- Aim of the exercise
Exclude the pictures, then copy all remaining records exactly.

— Start Data for the task —

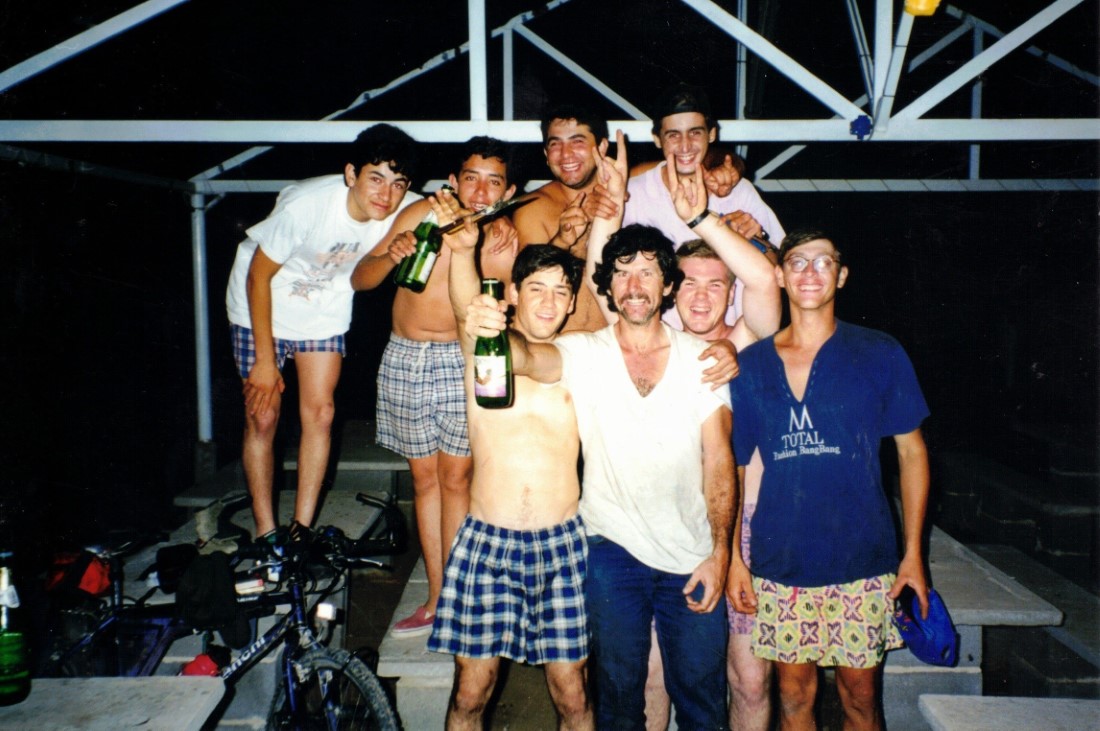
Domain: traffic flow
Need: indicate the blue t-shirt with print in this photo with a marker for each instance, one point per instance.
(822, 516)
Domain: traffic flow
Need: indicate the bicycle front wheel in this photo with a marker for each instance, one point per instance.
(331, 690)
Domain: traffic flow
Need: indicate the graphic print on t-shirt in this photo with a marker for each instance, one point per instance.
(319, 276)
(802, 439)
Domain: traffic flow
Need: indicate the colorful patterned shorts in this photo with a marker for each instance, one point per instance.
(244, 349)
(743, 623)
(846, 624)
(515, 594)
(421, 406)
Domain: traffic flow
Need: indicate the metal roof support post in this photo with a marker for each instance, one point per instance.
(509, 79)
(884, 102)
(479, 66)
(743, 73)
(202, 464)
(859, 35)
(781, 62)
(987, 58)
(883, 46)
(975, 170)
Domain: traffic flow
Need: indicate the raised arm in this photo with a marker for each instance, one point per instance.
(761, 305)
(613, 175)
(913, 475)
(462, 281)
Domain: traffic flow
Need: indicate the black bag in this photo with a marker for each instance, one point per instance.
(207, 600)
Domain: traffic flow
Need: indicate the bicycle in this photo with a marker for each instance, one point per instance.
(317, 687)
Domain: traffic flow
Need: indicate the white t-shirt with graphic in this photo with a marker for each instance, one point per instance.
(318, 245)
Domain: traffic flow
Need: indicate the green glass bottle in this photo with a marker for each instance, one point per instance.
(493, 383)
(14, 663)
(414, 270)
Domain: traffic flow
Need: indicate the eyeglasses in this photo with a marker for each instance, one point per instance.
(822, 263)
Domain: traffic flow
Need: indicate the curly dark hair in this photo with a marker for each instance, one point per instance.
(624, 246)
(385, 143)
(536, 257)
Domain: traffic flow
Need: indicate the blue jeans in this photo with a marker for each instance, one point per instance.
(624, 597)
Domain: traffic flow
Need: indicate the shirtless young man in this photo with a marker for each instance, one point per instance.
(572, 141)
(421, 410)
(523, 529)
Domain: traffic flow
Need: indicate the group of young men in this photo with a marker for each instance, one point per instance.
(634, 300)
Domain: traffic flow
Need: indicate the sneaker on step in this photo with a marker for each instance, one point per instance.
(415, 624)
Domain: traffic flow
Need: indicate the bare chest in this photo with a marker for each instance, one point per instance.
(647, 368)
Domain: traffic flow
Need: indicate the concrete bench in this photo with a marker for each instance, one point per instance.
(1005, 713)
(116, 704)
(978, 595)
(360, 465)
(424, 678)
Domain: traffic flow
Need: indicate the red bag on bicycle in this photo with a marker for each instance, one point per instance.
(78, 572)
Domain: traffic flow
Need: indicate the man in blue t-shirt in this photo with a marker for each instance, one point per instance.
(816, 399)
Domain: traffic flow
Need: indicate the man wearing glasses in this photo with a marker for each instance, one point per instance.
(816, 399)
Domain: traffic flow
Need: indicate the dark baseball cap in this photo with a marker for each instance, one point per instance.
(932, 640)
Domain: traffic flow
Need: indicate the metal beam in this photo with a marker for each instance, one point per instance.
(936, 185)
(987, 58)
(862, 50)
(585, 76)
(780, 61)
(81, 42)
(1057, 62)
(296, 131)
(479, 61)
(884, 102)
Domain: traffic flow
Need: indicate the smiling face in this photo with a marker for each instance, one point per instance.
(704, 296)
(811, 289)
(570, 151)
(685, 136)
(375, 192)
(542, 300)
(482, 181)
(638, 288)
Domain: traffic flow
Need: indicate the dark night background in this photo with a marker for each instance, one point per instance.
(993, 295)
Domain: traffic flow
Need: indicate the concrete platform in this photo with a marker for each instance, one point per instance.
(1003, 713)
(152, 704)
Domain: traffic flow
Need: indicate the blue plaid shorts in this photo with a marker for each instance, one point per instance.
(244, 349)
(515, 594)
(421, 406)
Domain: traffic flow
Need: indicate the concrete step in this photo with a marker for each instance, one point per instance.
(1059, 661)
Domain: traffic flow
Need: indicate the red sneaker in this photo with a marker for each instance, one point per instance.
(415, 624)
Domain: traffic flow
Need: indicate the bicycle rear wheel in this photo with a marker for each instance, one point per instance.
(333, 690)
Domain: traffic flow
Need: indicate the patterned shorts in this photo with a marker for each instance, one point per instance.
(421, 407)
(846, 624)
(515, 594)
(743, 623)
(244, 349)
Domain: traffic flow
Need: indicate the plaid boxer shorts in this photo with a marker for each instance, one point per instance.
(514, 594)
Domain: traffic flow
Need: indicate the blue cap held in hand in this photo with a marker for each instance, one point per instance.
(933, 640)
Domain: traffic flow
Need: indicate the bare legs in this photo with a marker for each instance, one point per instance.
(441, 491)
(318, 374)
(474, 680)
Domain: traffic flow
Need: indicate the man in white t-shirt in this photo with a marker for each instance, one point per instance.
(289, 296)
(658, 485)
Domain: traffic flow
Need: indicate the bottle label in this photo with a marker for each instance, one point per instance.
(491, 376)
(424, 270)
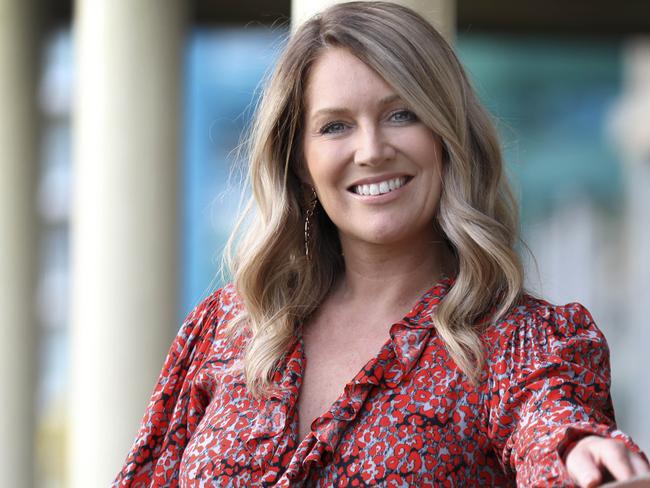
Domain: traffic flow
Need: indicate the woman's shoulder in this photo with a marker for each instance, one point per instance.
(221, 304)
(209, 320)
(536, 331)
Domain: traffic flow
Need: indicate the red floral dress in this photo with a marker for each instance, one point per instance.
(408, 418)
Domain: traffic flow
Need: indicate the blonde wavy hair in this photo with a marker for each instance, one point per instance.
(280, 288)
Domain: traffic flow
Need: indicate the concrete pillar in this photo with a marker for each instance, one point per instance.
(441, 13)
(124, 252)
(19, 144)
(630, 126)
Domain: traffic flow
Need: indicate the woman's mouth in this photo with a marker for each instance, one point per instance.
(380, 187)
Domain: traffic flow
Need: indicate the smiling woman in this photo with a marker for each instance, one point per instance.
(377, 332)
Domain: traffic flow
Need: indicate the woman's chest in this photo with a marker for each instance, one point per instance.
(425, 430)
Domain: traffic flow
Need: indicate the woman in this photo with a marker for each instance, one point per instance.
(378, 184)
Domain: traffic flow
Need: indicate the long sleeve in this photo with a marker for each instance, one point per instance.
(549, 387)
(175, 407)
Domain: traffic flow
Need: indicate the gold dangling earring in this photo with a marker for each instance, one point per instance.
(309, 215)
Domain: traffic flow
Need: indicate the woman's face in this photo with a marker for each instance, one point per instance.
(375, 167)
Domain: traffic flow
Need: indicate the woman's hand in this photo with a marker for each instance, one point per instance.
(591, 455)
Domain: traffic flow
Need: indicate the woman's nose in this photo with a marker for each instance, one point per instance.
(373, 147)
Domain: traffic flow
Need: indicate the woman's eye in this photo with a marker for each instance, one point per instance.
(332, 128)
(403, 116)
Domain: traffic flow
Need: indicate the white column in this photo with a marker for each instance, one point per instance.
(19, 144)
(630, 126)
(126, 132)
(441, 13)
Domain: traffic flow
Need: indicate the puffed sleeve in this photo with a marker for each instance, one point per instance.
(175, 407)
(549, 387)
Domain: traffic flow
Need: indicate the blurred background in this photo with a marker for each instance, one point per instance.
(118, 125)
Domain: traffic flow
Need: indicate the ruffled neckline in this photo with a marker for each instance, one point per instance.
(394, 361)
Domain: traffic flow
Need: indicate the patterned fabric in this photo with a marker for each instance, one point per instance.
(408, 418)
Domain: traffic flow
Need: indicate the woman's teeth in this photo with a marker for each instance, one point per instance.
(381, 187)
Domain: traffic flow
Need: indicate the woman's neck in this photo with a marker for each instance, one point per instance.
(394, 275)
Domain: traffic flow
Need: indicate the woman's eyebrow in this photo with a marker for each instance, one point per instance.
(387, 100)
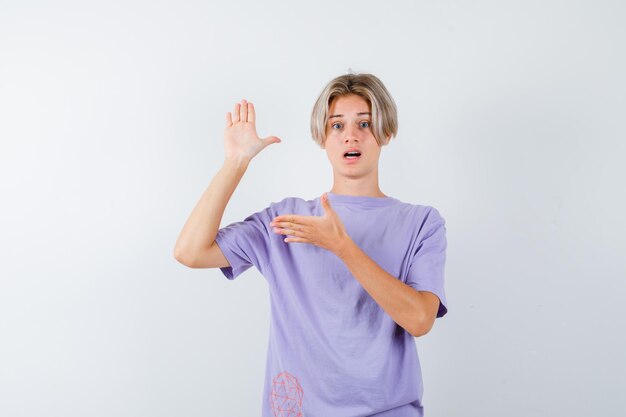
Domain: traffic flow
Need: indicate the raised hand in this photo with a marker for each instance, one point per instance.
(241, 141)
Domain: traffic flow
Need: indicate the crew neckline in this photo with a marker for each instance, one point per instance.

— End Data for the task —

- Solution
Domain: traffic flow
Need: indicate the blue t-shirt with print in this photo with a marker for each instance, one point per instance.
(822, 516)
Domain: traffic flow
Need: indicate the bicycle front wheel in this photo with a marker for each instance, one point per instance.
(331, 690)
Domain: traffic flow
Need: indicate the graphic print on t-shirt in this photo with a marker for each instance, one point per instance.
(319, 276)
(802, 439)
Domain: traffic flow
Need: indicate the colorful patterned shorts in this photo with a marker for each instance, one point per instance.
(244, 349)
(743, 623)
(846, 624)
(515, 594)
(421, 406)
Domain: traffic flow
Need: indicate the metal roof support post in this photo with a marker for each instance, one point per instance.
(509, 79)
(884, 102)
(479, 66)
(743, 73)
(202, 464)
(859, 35)
(781, 62)
(987, 58)
(883, 46)
(975, 170)
Domain: traffic flow
Need: indicate the raised arm in this photo with a marker for each instance, one point per instance.
(761, 305)
(613, 175)
(913, 475)
(462, 281)
Domain: traffic flow
Need: indicate the black bag in this photo with a marker for each instance, one point per instance.
(207, 600)
Domain: traffic flow
Need: indicate the bicycle in this photo with a marker for each instance, one point per instance.
(317, 687)
Domain: traffic flow
Need: indicate the white t-shirt with graphic in this photo with a marker for each instance, one point per instance.
(318, 245)
Domain: traffic flow
Need: indicate the green glass bottle in this photo with a marker for each instance, one point per instance.
(493, 383)
(14, 663)
(414, 270)
Domain: traffic flow
Need: indicate the eyeglasses in this photo with a marker for each instance, one point per instance.
(822, 263)
Domain: traffic flow
Need: indicate the curly dark hair in this photo with a marker for each instance, one point per instance.
(624, 246)
(385, 143)
(536, 257)
Domain: traffic flow
Need: indicate the blue jeans in this photo with a marker for each instance, one point per instance.
(624, 597)
Domain: traffic flow
Need: indicate the shirtless young man in this photo with a marker for each instance, one point per instance.
(572, 141)
(421, 410)
(523, 529)
Domain: traffic flow
Need: indicate the group of young men in this photo with a marker for each instance, one point per instance.
(634, 300)
Domain: traffic flow
Need: indicate the sneaker on step in this photo with a marker for each instance, one point per instance.
(415, 624)
Domain: traffic flow
Need: indicate the bare chest in this photo with a marker for each instance, one point per instance.
(647, 368)
Domain: traffic flow
Need: indicate the concrete bench in this photo with a marker for each instance, one point per instance.
(1005, 713)
(116, 704)
(978, 595)
(360, 465)
(424, 678)
Domain: traffic flow
Need: indicate the red bag on bicycle in this photo with a marker for each instance, one point per instance.
(78, 572)
Domain: traffic flow
Need: indicate the man in blue t-shirt in this photo with a marker for each instance, one point per instance.
(816, 399)
Domain: traffic flow
Need: indicate the man wearing glasses in this photo with a marker for each instance, one point per instance.
(816, 399)
Domain: traffic flow
Need: indicate the dark baseball cap in this photo with a marker for each instance, one point per instance.
(932, 640)
Domain: traffic flow
Need: indicate the metal beam in this photo with a marker for each instance, one point per instance.
(936, 185)
(987, 58)
(862, 50)
(585, 76)
(780, 61)
(81, 42)
(1057, 62)
(296, 131)
(479, 61)
(884, 102)
Domain: traffic flow
Need: indicate the smiling face in this photo with a marker for each instance, one point per instance.
(704, 296)
(811, 289)
(570, 151)
(685, 136)
(375, 192)
(542, 300)
(482, 181)
(638, 288)
Domain: traffic flow
Need: indicate the dark night background in this photo with a marker for each instance, one point per instance.
(993, 295)
Domain: traffic flow
Need: indicate the concrete platform in this photo with a marker for each instance, one point per instance.
(1003, 713)
(152, 704)
Domain: traffic flow
Need: indicate the blue plaid shorts in this photo with a marker for each instance, one point per instance.
(244, 349)
(515, 594)
(421, 406)
Domain: traffic flow
Need: indicate the concrete step in this photo with a marker for each instance, one point per instance.
(1059, 661)
Domain: traffic flow
Need: indicate the red sneaker in this photo with a marker for each instance, one point per instance.
(415, 624)
Domain: traffic flow
Need: indicate the bicycle rear wheel in this photo with a marker for each instance, one point per instance.
(333, 690)
Domain: traffic flow
Need: indicate the patterned shorts in this photo with a marker for each instance, one point per instance.
(421, 407)
(846, 624)
(515, 594)
(743, 623)
(244, 349)
Domain: traffic flow
Need: indicate the plaid boxer shorts in this photo with a marker for each instance, one point per instance.
(514, 594)
Domain: traffic flow
Need: indicate the blue cap held in hand in this photo with a marker for each instance, one point per instance.
(933, 640)
Domain: traffic flow
Need: indicate the bare legs in this photo with a marker for each instance, one point per instance.
(441, 491)
(318, 374)
(474, 680)
Domain: traffic flow
Need: indicate the man in white t-shirt in this photo with a marker for each instance, one point per instance.
(289, 296)
(658, 485)
Domain: traffic flow
Need: indicate the bottle label in this photo with a marker for each instance, one point per instance.
(491, 376)
(424, 270)
Domain: traffic flow
Need: indicate the woman's shoulder in this photo with a marker for each instance, one point per instance.
(221, 304)
(209, 320)
(536, 331)
Domain: traffic flow
Need: indicate the red floral dress in this photo with a marker for each instance, one point per instance.
(408, 418)
Domain: traffic flow
Need: indicate the blonde wavy hair in this photo with a marker for each instance, one point per instance.
(280, 288)
Domain: traffic flow
Need: indicate the concrete pillar in this photo with a marker for each instance, one point per instance.
(441, 13)
(124, 252)
(19, 144)
(630, 126)
Domain: traffic flow
Need: indicate the woman's mouth in this photo with a marker for each instance, one point per instance.
(380, 187)
Domain: traffic flow
Need: indicate the smiling woman in this photo with a marker for each instance, one point per instance.
(377, 332)
Domain: traffic flow
Need: indicate the woman's chest in this photo with a marker for each instance, one point per instance.
(425, 430)
Domain: traffic flow
Need: indicate the woman in this photo with a marker for each instance, one point per instance.
(378, 184)
Domain: traffic flow
Need: indicate the long sleeve in this photo with a marker for each instance, one point per instance.
(549, 387)
(175, 407)
Domain: traffic flow
Need: indicate the gold dangling earring in this photo with a marker for each instance, one point per instance.
(309, 215)
Domain: traffic flow
Need: indicate the woman's face in this photo with a marker for each instance, one point per instance.
(375, 167)
Domain: traffic flow
Need: indicate the woman's hand in this photo with a marker for each instance, one point per instance.
(591, 455)
Domain: traffic flow
Need: indicate the woman's nose in this photo with a marker for each instance, one point per instance.
(373, 147)
Domain: traffic flow
Need: indicate the woman's eye in this photo with a marker for each instance, one point per instance.
(332, 128)
(403, 116)
Domain: traffic flow
Need: indicate the white column in this photo with a marker for each instance, one point per instance.
(19, 144)
(630, 126)
(126, 132)
(441, 13)
Domain: traffic flow
Need: indicate the puffed sleeve in this photo with a marker for each instance, one point per instance.
(175, 407)
(549, 387)
Domain: traffic flow
Need: indicate the blurred background in this photo with a marker for each instance, one point per instance.
(118, 125)
Domain: traffic flow
Need: indicate the ruffled neckline in this photo with a marker for each instance, one point per instance.
(394, 361)
Domain: traffic flow
Need: indicate the patterned fabric in this photo with a marker for each instance, one point per instance.
(408, 418)
Domain: traffic flow
Need: indicate the woman's teeth in this photo with a marker for each instance, one point per instance.
(381, 187)
Domain: traffic flow
Need: indicate the woman's neck in this photo with a marker for each instance, one point per instance.
(394, 275)
Domain: traffic flow
Need: indicate the woman's eyebrow in this photo with a marker for each instance, one point per instance.
(387, 100)
Domain: traffic flow
Need: indicate the raised hand in this photo with a marker for each instance, one point per instance.
(241, 141)
Domain: traffic flow
Need: indicate the crew neckline in this photo with a marker for each instance, one point per instance.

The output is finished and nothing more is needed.